**Your goal:**
Shift each answer point by adding 20 to both of its coordinates, and write out everything from the start of the records down to the line containing "[(602, 85)]", including the requests. Keep all other text the same.

**Data shown:**
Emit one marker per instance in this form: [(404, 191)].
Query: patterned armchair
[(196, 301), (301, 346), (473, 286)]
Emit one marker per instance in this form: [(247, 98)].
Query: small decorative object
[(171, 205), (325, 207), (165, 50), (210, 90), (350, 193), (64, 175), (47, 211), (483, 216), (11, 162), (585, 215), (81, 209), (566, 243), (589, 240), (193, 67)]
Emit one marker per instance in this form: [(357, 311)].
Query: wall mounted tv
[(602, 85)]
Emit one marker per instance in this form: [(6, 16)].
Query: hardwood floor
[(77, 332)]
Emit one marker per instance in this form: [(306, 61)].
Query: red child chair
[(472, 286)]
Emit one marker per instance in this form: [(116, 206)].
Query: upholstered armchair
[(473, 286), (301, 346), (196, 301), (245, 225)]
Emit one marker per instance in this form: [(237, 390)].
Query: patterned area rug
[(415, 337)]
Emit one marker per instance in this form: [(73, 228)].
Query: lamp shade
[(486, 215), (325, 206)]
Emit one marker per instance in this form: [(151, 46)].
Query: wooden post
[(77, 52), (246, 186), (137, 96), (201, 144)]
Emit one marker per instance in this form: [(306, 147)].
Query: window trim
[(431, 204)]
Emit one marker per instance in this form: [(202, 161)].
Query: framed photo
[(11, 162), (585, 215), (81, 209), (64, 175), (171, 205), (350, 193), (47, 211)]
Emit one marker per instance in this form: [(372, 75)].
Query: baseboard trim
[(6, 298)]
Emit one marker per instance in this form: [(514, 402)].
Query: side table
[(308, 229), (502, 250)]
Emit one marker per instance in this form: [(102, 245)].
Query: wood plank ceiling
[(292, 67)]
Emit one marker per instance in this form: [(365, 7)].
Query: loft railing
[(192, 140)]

**Answer to the task:**
Emit one marker per instance in this form: [(404, 191)].
Query: patterned armchair
[(216, 321), (321, 366), (493, 306)]
Emit one marker per instance in this form: [(247, 98)].
Query: small decorative object
[(191, 225), (345, 227), (185, 70), (230, 110), (370, 213), (84, 195), (67, 231), (503, 236), (31, 182), (605, 235), (101, 229), (586, 263), (609, 260), (213, 87)]
Emit one marker per instance in this form: [(357, 311)].
Query: wall mounted tv
[(622, 105)]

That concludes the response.